TASK >> Only the pictures are left out: repeat the rest of the entries exactly.

Entries from a point annotation set
****************************************

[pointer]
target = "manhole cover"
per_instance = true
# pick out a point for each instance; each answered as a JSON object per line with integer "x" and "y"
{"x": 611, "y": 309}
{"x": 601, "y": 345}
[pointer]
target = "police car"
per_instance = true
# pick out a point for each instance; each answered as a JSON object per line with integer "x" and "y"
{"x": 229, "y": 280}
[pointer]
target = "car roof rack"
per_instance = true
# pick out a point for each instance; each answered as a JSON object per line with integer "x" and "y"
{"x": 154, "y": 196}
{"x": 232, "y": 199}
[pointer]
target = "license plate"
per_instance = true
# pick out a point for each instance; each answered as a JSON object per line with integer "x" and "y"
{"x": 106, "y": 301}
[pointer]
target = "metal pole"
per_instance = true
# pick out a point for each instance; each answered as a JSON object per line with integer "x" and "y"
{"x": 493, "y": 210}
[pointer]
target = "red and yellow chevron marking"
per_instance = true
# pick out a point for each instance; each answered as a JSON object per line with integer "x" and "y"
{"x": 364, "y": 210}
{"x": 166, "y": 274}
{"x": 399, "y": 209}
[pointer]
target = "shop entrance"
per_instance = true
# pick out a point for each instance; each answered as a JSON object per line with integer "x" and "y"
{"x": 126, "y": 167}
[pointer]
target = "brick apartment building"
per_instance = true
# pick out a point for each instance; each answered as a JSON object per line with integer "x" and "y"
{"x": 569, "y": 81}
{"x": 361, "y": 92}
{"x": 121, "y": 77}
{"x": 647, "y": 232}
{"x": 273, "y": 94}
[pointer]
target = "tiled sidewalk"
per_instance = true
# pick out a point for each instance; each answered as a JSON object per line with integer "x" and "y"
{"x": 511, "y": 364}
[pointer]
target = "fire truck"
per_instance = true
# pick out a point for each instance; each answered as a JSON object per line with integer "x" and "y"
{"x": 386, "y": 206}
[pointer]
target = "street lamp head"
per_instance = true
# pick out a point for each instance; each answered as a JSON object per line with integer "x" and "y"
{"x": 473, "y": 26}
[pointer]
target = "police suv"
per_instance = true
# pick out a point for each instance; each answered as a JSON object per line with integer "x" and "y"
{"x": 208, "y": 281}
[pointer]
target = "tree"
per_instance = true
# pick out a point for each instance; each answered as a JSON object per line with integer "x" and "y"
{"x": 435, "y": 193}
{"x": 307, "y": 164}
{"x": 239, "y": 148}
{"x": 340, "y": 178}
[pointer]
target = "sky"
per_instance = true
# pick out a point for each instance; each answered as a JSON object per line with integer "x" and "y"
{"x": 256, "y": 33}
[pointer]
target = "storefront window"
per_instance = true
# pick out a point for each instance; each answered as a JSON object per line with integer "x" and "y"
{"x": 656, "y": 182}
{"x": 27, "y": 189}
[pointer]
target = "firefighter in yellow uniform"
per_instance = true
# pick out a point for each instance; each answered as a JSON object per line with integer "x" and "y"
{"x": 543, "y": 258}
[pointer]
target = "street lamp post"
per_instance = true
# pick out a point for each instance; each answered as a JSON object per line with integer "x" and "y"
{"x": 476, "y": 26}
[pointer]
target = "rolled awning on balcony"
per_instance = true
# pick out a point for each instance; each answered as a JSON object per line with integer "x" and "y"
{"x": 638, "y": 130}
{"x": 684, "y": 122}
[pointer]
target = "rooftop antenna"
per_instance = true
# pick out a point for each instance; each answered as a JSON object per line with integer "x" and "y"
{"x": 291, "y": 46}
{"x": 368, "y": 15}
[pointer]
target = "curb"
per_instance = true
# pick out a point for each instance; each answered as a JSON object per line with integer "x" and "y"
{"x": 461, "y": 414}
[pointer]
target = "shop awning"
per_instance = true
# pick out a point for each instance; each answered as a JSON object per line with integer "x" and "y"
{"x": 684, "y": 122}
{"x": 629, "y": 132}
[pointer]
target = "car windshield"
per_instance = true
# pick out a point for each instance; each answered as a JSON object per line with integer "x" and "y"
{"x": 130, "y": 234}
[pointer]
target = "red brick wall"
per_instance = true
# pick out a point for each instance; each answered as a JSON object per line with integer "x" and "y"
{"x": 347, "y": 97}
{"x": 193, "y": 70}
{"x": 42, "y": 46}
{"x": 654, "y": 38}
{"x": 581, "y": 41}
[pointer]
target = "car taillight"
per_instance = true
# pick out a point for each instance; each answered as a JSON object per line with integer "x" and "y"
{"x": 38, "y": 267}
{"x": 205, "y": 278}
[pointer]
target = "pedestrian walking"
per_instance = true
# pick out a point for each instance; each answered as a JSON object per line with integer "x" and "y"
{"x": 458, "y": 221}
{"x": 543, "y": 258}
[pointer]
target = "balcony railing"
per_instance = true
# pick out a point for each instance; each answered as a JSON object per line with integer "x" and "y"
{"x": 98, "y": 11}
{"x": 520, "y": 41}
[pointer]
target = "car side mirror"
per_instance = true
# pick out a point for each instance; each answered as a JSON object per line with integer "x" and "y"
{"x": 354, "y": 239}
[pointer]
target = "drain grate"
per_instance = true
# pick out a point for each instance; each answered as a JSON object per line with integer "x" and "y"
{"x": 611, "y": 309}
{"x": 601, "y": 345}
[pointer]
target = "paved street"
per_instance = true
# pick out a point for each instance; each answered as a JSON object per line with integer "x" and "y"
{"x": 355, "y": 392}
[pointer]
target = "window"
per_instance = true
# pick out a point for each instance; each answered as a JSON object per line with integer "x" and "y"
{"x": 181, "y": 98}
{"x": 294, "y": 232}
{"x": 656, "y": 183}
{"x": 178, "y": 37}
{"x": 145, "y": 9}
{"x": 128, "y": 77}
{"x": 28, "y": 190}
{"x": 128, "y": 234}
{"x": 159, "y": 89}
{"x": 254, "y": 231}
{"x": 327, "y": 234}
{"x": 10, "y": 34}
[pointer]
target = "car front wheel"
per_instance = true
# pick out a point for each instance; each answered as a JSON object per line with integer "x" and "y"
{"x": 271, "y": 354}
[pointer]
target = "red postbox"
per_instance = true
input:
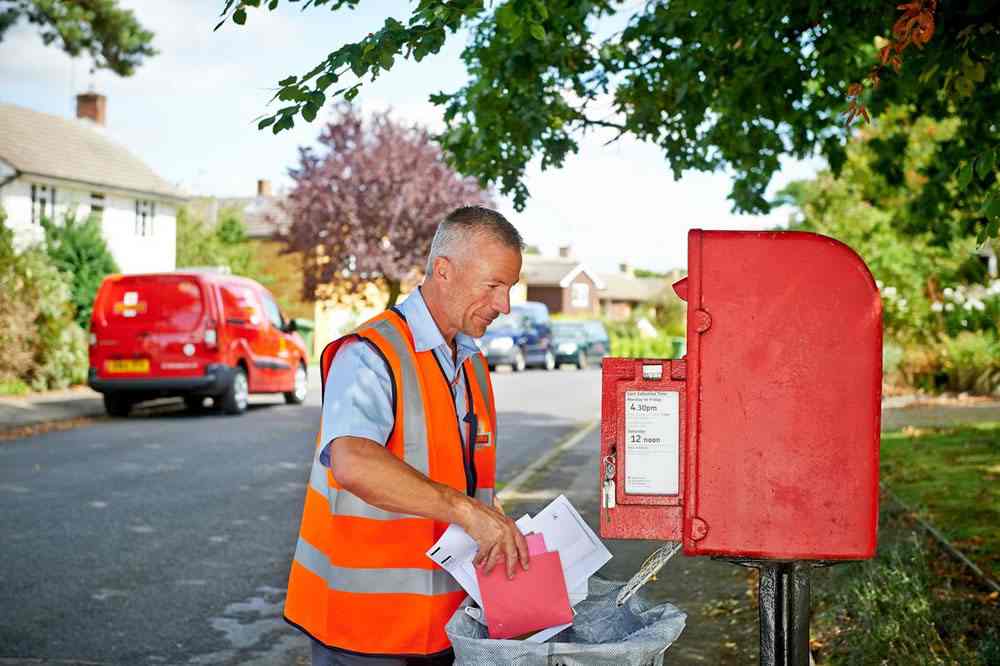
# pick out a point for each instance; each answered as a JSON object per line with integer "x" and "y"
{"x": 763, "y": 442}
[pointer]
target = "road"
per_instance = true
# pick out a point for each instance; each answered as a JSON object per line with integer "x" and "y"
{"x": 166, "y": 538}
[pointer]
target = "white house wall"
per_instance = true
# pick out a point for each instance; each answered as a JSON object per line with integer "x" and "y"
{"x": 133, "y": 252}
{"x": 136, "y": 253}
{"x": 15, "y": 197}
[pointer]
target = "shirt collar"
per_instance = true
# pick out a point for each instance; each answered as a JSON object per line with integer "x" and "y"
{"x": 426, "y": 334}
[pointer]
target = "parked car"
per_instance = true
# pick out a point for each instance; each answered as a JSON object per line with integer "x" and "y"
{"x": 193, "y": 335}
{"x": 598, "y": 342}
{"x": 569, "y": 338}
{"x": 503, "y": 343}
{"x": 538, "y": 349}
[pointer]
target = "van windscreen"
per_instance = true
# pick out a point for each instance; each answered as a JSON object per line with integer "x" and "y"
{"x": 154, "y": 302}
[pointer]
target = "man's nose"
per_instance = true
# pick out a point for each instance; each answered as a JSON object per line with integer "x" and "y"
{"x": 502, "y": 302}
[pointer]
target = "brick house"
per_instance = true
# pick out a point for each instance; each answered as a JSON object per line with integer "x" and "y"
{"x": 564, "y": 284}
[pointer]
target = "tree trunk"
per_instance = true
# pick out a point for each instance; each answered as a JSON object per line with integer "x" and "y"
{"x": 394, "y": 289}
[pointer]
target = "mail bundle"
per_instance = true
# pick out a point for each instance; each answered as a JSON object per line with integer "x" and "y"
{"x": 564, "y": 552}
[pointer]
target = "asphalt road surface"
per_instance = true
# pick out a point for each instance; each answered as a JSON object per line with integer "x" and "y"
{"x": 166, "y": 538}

****************************************

REPLY >>
[pointer]
target = "manhole cover"
per_instance = true
# pick out a point for each instance; each answered as a JSON object per line with integer "x" and "y"
{"x": 611, "y": 309}
{"x": 601, "y": 345}
[pointer]
target = "police car"
per_instance = true
# pick out a point for each instance; each answered as a JSON object per line with integer "x" and "y"
{"x": 229, "y": 280}
[pointer]
target = "car roof rack"
per_instance = true
# pick out a point for each instance; each answered as a JSON object per line with integer "x" and "y"
{"x": 154, "y": 196}
{"x": 232, "y": 199}
[pointer]
target = "license plate"
per_instance = true
# pick out a point for each instance; each answered as a JSON object per line with integer "x" and "y"
{"x": 106, "y": 301}
[pointer]
target = "metal pole"
per_instance = true
# pick out a point for each instance; each answered as a JSON object per line with integer "x" and "y"
{"x": 493, "y": 210}
[pointer]
target = "red and yellow chevron marking"
per_instance = true
# pick out a point for each instance; each answered as a JSON object per line with integer "x" and "y"
{"x": 364, "y": 210}
{"x": 166, "y": 274}
{"x": 399, "y": 209}
[pointer]
target = "shop entrance"
per_instance = true
# pick out a point for each instance; each answered as a JSON object per line with integer "x" and "y"
{"x": 126, "y": 167}
[pointer]
target = "brick apartment building"
per_instance = true
# pick out a point for each instance; each answered as a JSON object per line with integer "x" and "y"
{"x": 569, "y": 81}
{"x": 361, "y": 92}
{"x": 121, "y": 77}
{"x": 647, "y": 232}
{"x": 273, "y": 94}
[pointer]
target = "tiled sidewalk"
per_instance = true
# pick out a point for each instance; each answered as a JSON object per line with integer "x" and "y"
{"x": 511, "y": 364}
[pointer]
target = "fire truck"
per_instance = true
# pick out a point for each instance; each answered as a JSON object per line with integer "x" and "y"
{"x": 386, "y": 206}
[pointer]
target = "street lamp head"
per_instance = true
# pick out a point for each instance; each answered as a JSON object per line with integer "x" and "y"
{"x": 473, "y": 26}
[pointer]
target = "police suv"
per_instance = true
# pick out a point for each instance; each answered as a JSON object per line with integer "x" and "y"
{"x": 208, "y": 281}
[pointer]
target = "tree"
per_instance = true
# pick out a point for each instance; each answered as a JSON object per line with integer "x" and "y"
{"x": 435, "y": 193}
{"x": 307, "y": 164}
{"x": 239, "y": 148}
{"x": 340, "y": 178}
[pointer]
target = "sky"
per_instance = true
# pick out a point for each instance; each answered as a JSON object per line with integer "x" and "y"
{"x": 256, "y": 33}
[pointer]
target = "storefront window"
per_instance = true
# pick out a point for each instance; each answered as a JSON object per line with integer "x" and "y"
{"x": 656, "y": 182}
{"x": 27, "y": 189}
[pointer]
target = "firefighter in yellow uniform"
per_instance = true
# pick out a point for each instance; each answered as a JSON object per line with integer "x" and "y"
{"x": 543, "y": 258}
[pointer]
target = "street lamp post"
per_instance = true
# pick out a point for each instance; each answered as a JSON object per line with integer "x" and "y"
{"x": 476, "y": 26}
[pointer]
target = "rolled awning on balcony"
per_instance = true
# pick out a point for each instance; each answered as a JSON object per line with integer "x" and "y"
{"x": 638, "y": 130}
{"x": 684, "y": 122}
[pointer]
target = "rooftop antenna"
per_instance = true
# pick out a point for each instance; each answered as a JSON object per line with integer "x" and "y"
{"x": 291, "y": 46}
{"x": 368, "y": 15}
[pointer]
target = "curb"
per_instance = true
# pick out a point for each instance; each answered as a JSON object per line with integer "x" and "y"
{"x": 461, "y": 414}
[pointer]
target = "shop awning"
per_instance = true
# pick out a point for each instance; each answered as a JSON object per line with integer "x" and "y"
{"x": 684, "y": 122}
{"x": 629, "y": 132}
[pointer]
target = "car windshield"
per_instance = true
# pick out a point for each instance; each answered as a JSON object per line with integer "x" and "y"
{"x": 130, "y": 234}
[pointer]
target = "red brick wall"
per_instance = true
# pick out a point for each instance; each answered as a JSON object per line with integer "x" and "y"
{"x": 347, "y": 97}
{"x": 193, "y": 70}
{"x": 42, "y": 46}
{"x": 654, "y": 38}
{"x": 581, "y": 41}
[pointer]
target = "car taillight"
per_instance = true
# pick out a point for each instance; each answered as a JSON object per line with integer "x" and "y"
{"x": 38, "y": 267}
{"x": 205, "y": 278}
[pointer]
target = "pedestrian walking"
per_instance = true
# pick out a point for each instance; each answered as a JSON object per line with integer "x" and "y"
{"x": 458, "y": 221}
{"x": 543, "y": 258}
[pointer]
target = "balcony railing"
per_instance = true
# pick out a point for each instance; each answered as a JSON object per line with integer "x" and "y"
{"x": 98, "y": 11}
{"x": 520, "y": 41}
[pointer]
target = "car side mirror"
per_instance = true
# pick out a point for each instance; each answered as a JSON object per line with integer "x" and "y"
{"x": 354, "y": 239}
[pointer]
target = "drain grate"
per_instance = true
# pick out a point for each instance; each answered as a JSON object per line with integer "x" and "y"
{"x": 611, "y": 309}
{"x": 601, "y": 345}
[pointer]
target = "paved street"
per_instance = true
# pick out a point for each instance; each answered as a JSON object per line with integer "x" and "y"
{"x": 355, "y": 392}
[pointer]
target = "window"
per_instance = true
# pick out a point for each instance; each answered as a JSON object per line with integer "x" and "y"
{"x": 181, "y": 98}
{"x": 294, "y": 232}
{"x": 656, "y": 183}
{"x": 178, "y": 37}
{"x": 145, "y": 9}
{"x": 128, "y": 77}
{"x": 28, "y": 190}
{"x": 128, "y": 234}
{"x": 159, "y": 89}
{"x": 254, "y": 231}
{"x": 327, "y": 234}
{"x": 10, "y": 34}
[pointer]
target = "car front wheel"
per_instance = true
# pick out a point for each instance; each answered as a JSON object per line with integer "x" and "y"
{"x": 271, "y": 354}
[pointer]
target = "red postbox"
per_instance = true
input:
# pick out a point for each instance; each answered as a JSON object per line with integer "x" and "y"
{"x": 763, "y": 442}
[pointer]
target = "road"
per_instance = true
# pick out a point for each instance; each answered as a JSON object per line with integer "x" and "y"
{"x": 166, "y": 538}
[pointer]
target = "white house wall"
per_instance = true
# pick out a point for each instance; each answered as a JSON object per line with integer "x" and "y"
{"x": 133, "y": 252}
{"x": 136, "y": 253}
{"x": 15, "y": 197}
[pointer]
target = "shirt collar"
per_instance = true
# pick out a point for each instance; each answered as a JSON object per line with integer "x" and "y"
{"x": 426, "y": 334}
[pointer]
target = "parked car"
per_instance = true
# pick out a point for each instance; each answered as a JSON object per line with integer "x" and "y"
{"x": 193, "y": 335}
{"x": 598, "y": 342}
{"x": 569, "y": 338}
{"x": 503, "y": 343}
{"x": 538, "y": 349}
[pointer]
target = "van windscreen"
per_instance = true
# pick out a point for each instance; each answered as a JSON object per line with integer "x" and "y"
{"x": 154, "y": 302}
[pointer]
target = "man's nose"
per_instance = true
# pick out a point for each instance; each answered as a JSON object per line with integer "x" and "y"
{"x": 502, "y": 302}
[pointer]
target = "brick house"
per_instance = true
# pick out a point for each instance; each answered as a JSON object per line with integer "x" and "y"
{"x": 564, "y": 284}
[pointer]
target = "tree trunk"
per_instance = true
# pick out a point for each instance; each answered as a JSON object per line with integer "x" and "y"
{"x": 394, "y": 289}
[pointer]
target = "mail bundle"
per_instance = true
# pick out a point for each instance; each answered as a JSON object per line with integer "x" and "y"
{"x": 564, "y": 552}
[pointer]
target = "asphalt road surface"
per_instance = true
# pick out a point for each instance; each answered as a JSON object per line with integer "x" and "y"
{"x": 166, "y": 538}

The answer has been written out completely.